→ **Brief**: Rewrite the lines below as a numbered list, leaving out any blank lines.

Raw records
#####

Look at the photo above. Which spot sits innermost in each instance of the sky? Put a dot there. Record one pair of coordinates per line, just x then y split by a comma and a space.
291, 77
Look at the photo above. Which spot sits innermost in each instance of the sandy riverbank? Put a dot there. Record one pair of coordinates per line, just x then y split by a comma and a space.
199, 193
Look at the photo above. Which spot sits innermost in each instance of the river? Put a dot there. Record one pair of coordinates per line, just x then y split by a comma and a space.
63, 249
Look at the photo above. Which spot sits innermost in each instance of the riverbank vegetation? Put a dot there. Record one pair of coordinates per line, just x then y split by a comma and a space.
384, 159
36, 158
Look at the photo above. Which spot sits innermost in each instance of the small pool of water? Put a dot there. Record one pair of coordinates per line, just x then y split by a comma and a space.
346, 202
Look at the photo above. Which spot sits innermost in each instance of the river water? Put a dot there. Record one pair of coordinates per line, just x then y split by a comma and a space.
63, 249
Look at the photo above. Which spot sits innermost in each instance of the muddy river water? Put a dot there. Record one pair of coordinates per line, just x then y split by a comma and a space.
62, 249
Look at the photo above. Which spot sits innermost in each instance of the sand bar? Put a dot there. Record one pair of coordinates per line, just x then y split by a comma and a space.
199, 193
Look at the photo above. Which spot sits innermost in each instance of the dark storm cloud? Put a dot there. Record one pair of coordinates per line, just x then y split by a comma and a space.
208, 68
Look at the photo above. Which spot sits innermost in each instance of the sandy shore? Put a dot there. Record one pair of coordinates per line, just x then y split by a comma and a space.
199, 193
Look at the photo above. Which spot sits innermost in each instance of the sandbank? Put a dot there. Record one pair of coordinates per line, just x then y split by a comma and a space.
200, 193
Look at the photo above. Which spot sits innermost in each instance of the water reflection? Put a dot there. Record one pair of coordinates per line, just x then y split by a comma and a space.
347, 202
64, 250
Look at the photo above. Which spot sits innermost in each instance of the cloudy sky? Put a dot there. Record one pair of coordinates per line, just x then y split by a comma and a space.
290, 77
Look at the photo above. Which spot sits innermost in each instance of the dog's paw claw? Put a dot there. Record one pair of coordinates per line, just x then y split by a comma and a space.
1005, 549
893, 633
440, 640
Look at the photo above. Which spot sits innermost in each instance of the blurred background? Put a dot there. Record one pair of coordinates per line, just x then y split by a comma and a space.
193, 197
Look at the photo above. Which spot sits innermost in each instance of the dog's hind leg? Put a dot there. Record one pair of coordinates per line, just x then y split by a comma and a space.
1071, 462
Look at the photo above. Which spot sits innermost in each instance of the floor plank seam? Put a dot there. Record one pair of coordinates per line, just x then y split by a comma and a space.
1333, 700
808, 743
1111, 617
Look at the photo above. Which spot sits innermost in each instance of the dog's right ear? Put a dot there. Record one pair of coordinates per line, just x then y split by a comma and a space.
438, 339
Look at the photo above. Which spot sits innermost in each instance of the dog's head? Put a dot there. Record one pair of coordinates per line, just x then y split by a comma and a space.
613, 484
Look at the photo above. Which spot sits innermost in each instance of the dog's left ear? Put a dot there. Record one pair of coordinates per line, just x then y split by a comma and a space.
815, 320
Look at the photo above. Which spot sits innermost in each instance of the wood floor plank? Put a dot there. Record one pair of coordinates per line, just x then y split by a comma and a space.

#####

→ **Completed task**:
1. Look at the photo above. Which spot sits innermost in each instance of the sky? Put a dot there. Record one pair of coordinates per line, just x then y split by a comma and a space.
2. 291, 77
3. Look at the photo above. Which spot sits innermost in each instance of the sandy riverbank? Put a dot there. Record one pair of coordinates per line, just x then y split by a comma and a space.
4. 199, 193
5. Look at the photo above. Which spot sits innermost in each instance of the river? Put a dot there. Record one pair of coordinates per line, just x then y split by a comma and a space.
6. 63, 249
7. Look at the photo above. Which spot sits innermost in each instance of the riverbank vegetation? Put a dot there. Record one pair of coordinates per line, just x then y split by a comma and a space.
8. 384, 159
9. 36, 158
10. Look at the photo above. Which spot sits innermost in each instance of the small pool of water? Put a dot there. Record one pair of coordinates per line, just x then y split by a comma and a space.
11. 346, 202
12. Look at the photo above. Which spot sits innermost in each instance of the river water? Put a dot there. Record one pair of coordinates per line, just x then y split by a comma and a space.
13. 63, 249
14. Look at the photo above. Which spot sits innermost in each instance of the muddy river water? Put a dot there. Record one pair of coordinates per line, just x then y split by a comma and a space.
15. 62, 249
16. Look at the photo above. Which spot sits innermost in each instance of the sand bar? Put a dot there. Record one pair of coordinates per line, just x then y split by a comma and a space.
17. 199, 193
18. Look at the photo above. Which spot sits innermost in each instance of the dark storm cloud? Put a dot there. Record one pair of coordinates per line, just x then y split by a comma and a space.
19. 208, 68
20. Look at the photo above. Which spot sits innermost in each instance of the sandy shore? Put a dot there. Record one pair of coordinates per line, just x then y split by a comma and a space.
21. 199, 193
22. Look at the photo above. Which spot sits innermost in each instance of the sandbank? Put a dot there. Record one pair of coordinates per line, just x then y split by a comma and a space.
23. 200, 193
24. Look at the photo above. Which spot sits innermost in each instance of the water reflection? Put a dot there. Record one pair of coordinates per line, just x then y split by a comma and a space.
25. 347, 202
26. 64, 250
27. Look at the photo above. Which spot sits innermost in each instance of the cloudy sky? Put a dot there. Record one pair of coordinates per line, just x then y split by a comma and a space.
28. 290, 77
29. Look at the photo above. Which spot sits innermost in each instance of the dog's paw claw? Put a dot there. Record one pair of coordinates per line, just x then y split by a comma and a space.
30. 1005, 549
31. 893, 633
32. 440, 640
33. Look at the photo above. Which spot sits innermost in each instance of the blurred background? Put a dot there. Record one pair of coordinates per line, just x then y split by a comma and a space.
34. 193, 197
35. Look at the photo above. Which spot sits innermost in each instance of the dog's hind leg? Put a dot there. Record one pair of coordinates per line, just x then y split by a comma and a space.
36. 1071, 462
37. Look at the photo above. Which spot sits innermost in each instance of the floor plank seam? Put a dot there. Record one pair of coordinates per line, just x then y split by a comma and a space.
38. 1333, 700
39. 808, 743
40. 1111, 617
41. Look at the photo above. Which spot sits innermost in each instance of the dog's right ear? Put a dot there. Record one pair of coordinates per line, just x then y split by a comma and a space.
42. 438, 339
43. Look at the photo above. Which spot sits innermost in each instance of the dog's head? Put a dot there. Record one pair of coordinates per line, just x then y split by a comma and a space.
44. 613, 484
45. Look at the photo above. Which spot sits innermost in each instance of the dog's left ear? Put a dot there. Record one pair of coordinates per line, just x then y split by a comma and a space.
46. 815, 320
47. Look at the photo above. Which spot sits innermost in each instance of the wood floor plank? Put a dot there. Record one pair of coordinates per line, just x then y split by a comma and a space.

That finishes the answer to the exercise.